Supplied records:
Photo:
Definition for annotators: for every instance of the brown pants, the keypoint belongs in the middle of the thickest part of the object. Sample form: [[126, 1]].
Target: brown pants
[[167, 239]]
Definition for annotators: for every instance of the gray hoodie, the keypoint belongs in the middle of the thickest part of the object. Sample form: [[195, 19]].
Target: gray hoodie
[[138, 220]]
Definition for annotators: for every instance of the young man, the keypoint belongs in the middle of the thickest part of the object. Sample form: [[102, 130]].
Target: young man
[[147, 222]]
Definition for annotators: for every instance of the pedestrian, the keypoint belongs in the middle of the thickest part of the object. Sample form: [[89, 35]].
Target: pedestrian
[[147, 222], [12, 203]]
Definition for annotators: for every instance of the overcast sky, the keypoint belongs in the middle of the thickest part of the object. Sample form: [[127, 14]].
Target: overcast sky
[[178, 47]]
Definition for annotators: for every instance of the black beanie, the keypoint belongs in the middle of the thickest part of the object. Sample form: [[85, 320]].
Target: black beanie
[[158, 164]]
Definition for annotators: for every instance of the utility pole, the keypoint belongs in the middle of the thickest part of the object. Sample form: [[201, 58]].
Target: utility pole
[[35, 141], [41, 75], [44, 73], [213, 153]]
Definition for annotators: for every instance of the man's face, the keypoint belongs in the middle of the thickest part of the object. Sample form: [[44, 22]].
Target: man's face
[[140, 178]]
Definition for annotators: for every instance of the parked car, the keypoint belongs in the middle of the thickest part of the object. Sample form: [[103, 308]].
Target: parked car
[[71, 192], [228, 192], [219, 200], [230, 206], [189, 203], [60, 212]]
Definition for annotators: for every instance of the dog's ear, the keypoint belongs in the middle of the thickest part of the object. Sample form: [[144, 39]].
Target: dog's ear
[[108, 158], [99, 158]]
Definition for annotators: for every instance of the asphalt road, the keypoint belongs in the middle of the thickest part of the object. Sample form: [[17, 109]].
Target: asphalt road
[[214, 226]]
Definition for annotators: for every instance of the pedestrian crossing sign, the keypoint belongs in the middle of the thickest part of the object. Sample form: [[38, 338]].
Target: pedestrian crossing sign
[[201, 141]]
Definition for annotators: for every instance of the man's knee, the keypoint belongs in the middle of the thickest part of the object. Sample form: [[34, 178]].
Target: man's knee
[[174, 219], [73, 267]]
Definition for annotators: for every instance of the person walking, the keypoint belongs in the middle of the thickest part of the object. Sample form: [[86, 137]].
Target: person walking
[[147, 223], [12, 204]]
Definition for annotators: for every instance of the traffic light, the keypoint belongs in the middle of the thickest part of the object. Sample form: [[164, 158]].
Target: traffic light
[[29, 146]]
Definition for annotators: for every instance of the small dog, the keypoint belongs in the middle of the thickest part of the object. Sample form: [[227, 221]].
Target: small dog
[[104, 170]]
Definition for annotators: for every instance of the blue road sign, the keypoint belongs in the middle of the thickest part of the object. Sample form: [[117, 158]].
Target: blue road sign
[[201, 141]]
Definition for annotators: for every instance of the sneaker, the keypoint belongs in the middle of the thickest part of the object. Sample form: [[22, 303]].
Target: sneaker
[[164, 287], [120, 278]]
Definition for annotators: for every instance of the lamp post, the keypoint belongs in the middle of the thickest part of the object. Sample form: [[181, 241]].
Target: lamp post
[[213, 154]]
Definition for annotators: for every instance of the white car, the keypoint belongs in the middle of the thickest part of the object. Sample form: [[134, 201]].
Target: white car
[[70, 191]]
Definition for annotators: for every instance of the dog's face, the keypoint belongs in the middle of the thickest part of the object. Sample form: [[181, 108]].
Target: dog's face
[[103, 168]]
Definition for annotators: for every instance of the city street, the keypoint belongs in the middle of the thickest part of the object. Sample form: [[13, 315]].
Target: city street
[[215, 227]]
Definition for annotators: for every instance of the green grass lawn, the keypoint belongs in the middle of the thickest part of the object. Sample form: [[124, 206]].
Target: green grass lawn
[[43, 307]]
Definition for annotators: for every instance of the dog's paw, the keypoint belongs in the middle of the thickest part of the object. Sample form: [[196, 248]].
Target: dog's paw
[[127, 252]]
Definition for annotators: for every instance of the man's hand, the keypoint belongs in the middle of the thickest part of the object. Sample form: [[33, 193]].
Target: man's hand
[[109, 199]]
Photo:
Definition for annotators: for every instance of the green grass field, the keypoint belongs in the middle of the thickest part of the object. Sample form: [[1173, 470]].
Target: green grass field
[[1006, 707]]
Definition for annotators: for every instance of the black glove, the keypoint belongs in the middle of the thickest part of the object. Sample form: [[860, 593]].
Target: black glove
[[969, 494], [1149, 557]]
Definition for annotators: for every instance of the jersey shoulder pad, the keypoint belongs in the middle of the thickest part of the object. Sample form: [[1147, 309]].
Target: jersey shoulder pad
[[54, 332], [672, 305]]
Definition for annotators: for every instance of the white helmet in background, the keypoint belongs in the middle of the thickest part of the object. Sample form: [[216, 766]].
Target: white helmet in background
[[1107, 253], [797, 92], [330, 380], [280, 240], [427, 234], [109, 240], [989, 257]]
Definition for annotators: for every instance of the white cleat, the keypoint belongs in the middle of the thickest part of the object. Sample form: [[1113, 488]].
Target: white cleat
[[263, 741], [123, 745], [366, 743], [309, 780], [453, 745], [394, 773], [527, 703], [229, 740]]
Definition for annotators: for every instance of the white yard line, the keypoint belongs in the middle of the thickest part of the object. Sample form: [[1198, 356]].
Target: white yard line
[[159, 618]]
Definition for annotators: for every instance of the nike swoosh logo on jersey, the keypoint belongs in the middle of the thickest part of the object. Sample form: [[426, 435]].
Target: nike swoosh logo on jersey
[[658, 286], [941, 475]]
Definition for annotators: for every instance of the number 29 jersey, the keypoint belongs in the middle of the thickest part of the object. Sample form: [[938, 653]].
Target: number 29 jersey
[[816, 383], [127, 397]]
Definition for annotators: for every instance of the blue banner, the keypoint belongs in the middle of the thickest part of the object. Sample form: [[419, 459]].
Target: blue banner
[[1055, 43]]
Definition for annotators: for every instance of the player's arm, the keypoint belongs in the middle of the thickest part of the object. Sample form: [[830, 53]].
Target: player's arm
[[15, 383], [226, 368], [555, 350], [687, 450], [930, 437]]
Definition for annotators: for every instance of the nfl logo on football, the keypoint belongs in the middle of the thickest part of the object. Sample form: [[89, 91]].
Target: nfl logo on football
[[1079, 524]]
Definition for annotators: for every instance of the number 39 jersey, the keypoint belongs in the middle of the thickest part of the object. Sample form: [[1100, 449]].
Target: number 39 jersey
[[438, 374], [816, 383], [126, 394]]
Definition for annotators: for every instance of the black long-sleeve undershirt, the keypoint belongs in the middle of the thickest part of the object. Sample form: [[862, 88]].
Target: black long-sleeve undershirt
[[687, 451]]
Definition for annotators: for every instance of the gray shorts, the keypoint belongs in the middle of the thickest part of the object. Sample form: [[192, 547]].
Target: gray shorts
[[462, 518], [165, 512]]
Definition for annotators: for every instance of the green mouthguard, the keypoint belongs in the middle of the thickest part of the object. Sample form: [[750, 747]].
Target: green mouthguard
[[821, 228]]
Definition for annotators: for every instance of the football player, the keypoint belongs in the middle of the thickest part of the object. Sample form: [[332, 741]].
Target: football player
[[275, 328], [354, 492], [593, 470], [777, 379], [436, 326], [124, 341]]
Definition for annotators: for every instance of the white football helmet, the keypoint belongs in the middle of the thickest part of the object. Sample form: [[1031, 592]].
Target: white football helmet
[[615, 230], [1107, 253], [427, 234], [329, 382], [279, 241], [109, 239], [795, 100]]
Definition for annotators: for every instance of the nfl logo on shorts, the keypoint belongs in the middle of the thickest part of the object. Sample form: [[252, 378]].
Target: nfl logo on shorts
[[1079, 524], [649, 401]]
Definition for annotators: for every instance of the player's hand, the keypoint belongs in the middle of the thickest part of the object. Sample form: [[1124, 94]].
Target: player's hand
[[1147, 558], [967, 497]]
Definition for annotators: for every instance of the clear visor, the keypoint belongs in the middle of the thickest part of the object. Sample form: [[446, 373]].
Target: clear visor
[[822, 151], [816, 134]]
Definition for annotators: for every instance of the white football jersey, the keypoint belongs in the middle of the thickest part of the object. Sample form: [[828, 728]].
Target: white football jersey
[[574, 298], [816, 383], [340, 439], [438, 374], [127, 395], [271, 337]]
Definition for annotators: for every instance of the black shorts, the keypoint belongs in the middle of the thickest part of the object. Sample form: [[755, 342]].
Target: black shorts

Exercise goal: Repeat the data word for word, starting from its first line and ending with the line that contains "[[167, 239]]", including that line.

The reply:
Photo:
Definition for annotators: for every instance of the brown pants, the keypoint belongs in the middle of the thickest part of the object. Sample form: [[126, 1]].
Target: brown pants
[[167, 239]]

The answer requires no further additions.